[PASSAGE SHOWN]:

________

Stalin's push for greater industrialization throughout the Soviet Union was heeded without opposition in the country. During his leadership, Central Asia experienced rapid yet chaotic industrial growth and agricultural restructuring, including the Kazakh SSR. In the 1930s and 1940s, major investments were poured into the Kazakh SSR to build transportation networks to link the country via road and rail. Many industrial manufacturing plants were built throughout the country, pertaining to metallurgy, oil and gas production, chemical processing, defense equipment and wheat processing. Upon the start of the Second World War, many large factories located on the Eastern Front (World War II) were shifted to the Kazakh SSR, to protect the USSR's industrial lifelines. This would prove vital for the USSR's victory as well as for the Kazakh economy. The Semipalatinsk Nuclear Test Site and Baikonur Cosmodrome were also built here, with Baikonur being the iconic launch site for many prominent Soviet space explorations.

After the war, the Virgin Lands Campaign was started in 1953. This was led by Nikita Khrushchev, with the goal of developing the previously uncultivated lands of the republic and helping to boost Soviet agricultural yields. However, since it did not work as promised, the campaign was eventually abandoned in the 1960s. The Kazakh SSR did eventually become a key regional producer of wheat, beet and cotton.

The Kazakh SSR arguably saw its best days under Dinmukhamed Kunaev, who not only brought significant economic expansion but also managed to foster political autonomy from Moscow. He oversaw a rapid expansion in the country's material prosperity, industrial capacity and social status. The Kazakh SSR became an efficient exporter of valuable raw and processed goods, eventually becoming the third largest economy of the USSR. During the tumultuous era of Gorbachev's policies of Perestroika and Glasnost, the economy stagnated and left many citizens disappointed. The economic discontent, coupled with growing nationalism among the elites and youth, would lead to the downfall of Soviet rule in Kazakhstan.

________

[GIVEN ENTRIES]:
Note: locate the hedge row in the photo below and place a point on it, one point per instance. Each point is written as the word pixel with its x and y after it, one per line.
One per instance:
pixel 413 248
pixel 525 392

________

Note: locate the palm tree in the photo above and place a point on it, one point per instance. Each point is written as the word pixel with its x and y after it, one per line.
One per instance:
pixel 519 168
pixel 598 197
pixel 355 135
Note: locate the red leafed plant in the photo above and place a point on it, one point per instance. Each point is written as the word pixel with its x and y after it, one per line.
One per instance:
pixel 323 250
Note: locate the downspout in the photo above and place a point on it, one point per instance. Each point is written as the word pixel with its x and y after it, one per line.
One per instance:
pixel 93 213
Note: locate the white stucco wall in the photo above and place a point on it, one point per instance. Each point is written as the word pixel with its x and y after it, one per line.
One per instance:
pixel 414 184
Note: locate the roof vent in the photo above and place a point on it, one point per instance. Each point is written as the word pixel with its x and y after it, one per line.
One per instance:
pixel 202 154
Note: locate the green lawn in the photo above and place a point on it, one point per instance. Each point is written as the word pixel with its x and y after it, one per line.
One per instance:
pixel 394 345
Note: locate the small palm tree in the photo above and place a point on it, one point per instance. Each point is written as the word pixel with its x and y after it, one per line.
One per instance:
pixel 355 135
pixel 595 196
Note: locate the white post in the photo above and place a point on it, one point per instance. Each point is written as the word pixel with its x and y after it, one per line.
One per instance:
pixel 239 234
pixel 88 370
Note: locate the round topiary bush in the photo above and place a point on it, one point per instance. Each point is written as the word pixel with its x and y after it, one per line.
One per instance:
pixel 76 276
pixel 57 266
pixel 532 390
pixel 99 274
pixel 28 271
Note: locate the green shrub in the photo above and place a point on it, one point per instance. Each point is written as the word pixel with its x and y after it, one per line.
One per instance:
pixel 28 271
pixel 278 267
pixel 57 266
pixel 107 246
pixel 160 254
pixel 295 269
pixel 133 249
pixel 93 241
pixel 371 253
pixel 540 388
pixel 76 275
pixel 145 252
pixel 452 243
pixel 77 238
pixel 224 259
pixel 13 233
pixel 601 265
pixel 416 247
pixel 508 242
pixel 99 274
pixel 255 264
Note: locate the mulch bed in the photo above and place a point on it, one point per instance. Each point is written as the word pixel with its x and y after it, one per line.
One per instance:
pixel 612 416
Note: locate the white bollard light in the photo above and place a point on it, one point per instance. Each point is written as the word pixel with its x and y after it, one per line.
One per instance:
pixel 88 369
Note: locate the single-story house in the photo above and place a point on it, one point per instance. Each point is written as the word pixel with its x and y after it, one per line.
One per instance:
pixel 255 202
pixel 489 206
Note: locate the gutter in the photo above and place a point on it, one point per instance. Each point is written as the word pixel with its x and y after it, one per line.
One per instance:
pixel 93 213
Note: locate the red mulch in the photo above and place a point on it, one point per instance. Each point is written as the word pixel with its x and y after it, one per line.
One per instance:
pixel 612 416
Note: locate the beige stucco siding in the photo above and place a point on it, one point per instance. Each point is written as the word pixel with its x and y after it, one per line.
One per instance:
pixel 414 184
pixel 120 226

________

[WHAT YOU NEED TO DO]:
1: Reproduce the part of the Kazakh SSR passage starting with "After the war, the" and going on through "beet and cotton.".
2: Carry on the passage about the Kazakh SSR's economy from its final sentence.
This data has no connection to the passage on the Kazakh SSR's economy.

[YOUR WRITTEN ANSWERS]:
1:
After the war, the Virgin Lands Campaign was started in 1953. This was led by Nikita Khrushchev, with the goal of developing the previously uncultivated lands of the republic and helping to boost Soviet agricultural yields. However, since it did not work as promised, the campaign was eventually abandoned in the 1960s. The Kazakh SSR did eventually become a key regional producer of wheat, beet and cotton.

2:
==Culture==
In the early days of the Soviet Union, Kazakh cultural autonomy was developed in line with Vladimir Lenin's policy of Korenizatsiia. The Latin script was adapted for the Kazakh language and secular developments in national culture were encouraged, This brief period of cultural autonomy was short-lived however, as Stalin ordered a reversal of the policy and enforced the adoption of the Cyrillic script for all Turkic languages spoken in the country. This was accompanied by the propagation of internationalism through the cultural revolution in the Soviet Union, which aimed to build a strong socialist society on the foundation of scientific Marxism–Leninism. Beginning in 1937, the Soviet Government began a series of forced deportations of ethnic minorities, such as Soviet Koreans, the Volga Germans and various other minorities to the Kazakh SSR, a programme that ended only with Stalin's death in 1953.

After the Stalinist era, Nikita Khrushchev's renewed efforts to reinvigorate internationalism and further weaken Kazakh culture were controversial in the Kazakh SSR. During the stewardship of Dinmukhamed Kunaev, indigenous culture was promoted and national autonomy was restored once again. The culture of the Kazakh SSR was shaped by both native culture and the ever-changing Soviet ideology, creating an eclectic mix of national pride and socialist internationalism. In the early days, there were several instances of tensions between Russians and Kazakhs, which would eventually fade away. In the coming years, Kazakhstan was depicted as the 'promised land' which benefitted immensely from Soviet friendship and cooperation.